Giving parents more choice over the type of school their children can attend raises academic attainment but leads to more unhappy pupils, researchers have found.

This is because schools that face greater competition for pupils are more likely to adopt teaching methods which, although academically effective, are not necessarily inspiring or enjoyable for children, according to academics from the London School of Economics and Political Science (LSE).

These methods include "boring" teaching styles involving drill and repetition, more homework, hierarchical pupil-teacher relations and increased pressure from parents, according to a study published in the Economics of Education Review.

'Sacrificing pupil enjoyment'

Using pupil data on 15-year-olds across 34 Organisation for Economic Cooperation and Development countries, including the UK, the researchers analysed pupil wellbeing and academic efficiency.

They found that the inclusion of "autonomous" schools in education systems – such as academies, faith schools and private schools – increases choice and therefore competition, which sharpens schools’ focus on academic achievement but also has negative effects on pupil wellbeing.
● ● ● ●
### [WHAT TO WORK ON]
Continue the article on school choice and pupil wellbeing from the point where it stops.

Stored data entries
● ● ● ●
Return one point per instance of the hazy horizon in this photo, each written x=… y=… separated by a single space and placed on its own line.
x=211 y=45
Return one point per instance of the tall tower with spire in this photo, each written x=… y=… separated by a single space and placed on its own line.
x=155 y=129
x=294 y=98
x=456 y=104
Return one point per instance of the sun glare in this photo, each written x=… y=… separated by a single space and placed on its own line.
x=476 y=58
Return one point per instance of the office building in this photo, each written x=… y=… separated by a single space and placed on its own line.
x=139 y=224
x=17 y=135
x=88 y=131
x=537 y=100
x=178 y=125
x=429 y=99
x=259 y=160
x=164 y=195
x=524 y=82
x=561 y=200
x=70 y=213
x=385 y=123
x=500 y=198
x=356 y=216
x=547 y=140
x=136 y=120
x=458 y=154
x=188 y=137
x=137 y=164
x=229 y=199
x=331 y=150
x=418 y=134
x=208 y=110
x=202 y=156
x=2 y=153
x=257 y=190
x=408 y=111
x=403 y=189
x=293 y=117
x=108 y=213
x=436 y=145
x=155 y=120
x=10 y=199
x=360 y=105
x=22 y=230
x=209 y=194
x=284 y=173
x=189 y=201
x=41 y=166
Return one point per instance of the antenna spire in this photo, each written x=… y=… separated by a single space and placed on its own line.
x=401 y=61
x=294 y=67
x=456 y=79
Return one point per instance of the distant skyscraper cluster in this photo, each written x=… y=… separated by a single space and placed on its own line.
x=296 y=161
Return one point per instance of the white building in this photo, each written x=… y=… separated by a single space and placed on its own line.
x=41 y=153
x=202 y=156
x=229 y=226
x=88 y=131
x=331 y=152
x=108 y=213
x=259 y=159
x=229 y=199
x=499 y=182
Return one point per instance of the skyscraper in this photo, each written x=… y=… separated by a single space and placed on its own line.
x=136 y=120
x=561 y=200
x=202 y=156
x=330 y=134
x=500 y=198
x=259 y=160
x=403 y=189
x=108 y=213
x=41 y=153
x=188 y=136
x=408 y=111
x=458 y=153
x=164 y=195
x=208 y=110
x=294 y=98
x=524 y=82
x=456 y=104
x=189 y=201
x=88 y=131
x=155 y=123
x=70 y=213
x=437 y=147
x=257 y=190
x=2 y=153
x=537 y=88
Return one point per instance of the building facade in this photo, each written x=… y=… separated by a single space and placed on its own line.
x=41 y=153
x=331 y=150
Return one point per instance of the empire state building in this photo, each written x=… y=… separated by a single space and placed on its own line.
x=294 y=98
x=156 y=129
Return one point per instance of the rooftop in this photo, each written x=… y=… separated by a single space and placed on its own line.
● ● ● ●
### [EXERCISE RESULT]
The study suggests that there is a "trade-off" between pupil attainment and pupil wellbeing, which it says policymakers should be mindful of.

Author of the study Gabriel Heller-Sahlgren said: “The idea that effective learning and pupil enjoyment go hand in hand is a cornerstone of modern educational theory. Yet there is little evidence supporting it.

"On the contrary, research suggests that effective learning often involves activities, such as drill and repetition, which many would describe as boring and tough.

"It is, therefore, not surprising to find that interventions that raise academic achievement often have negative effects on pupil happiness. This shows that the concept of trade-offs must be taken seriously also in education."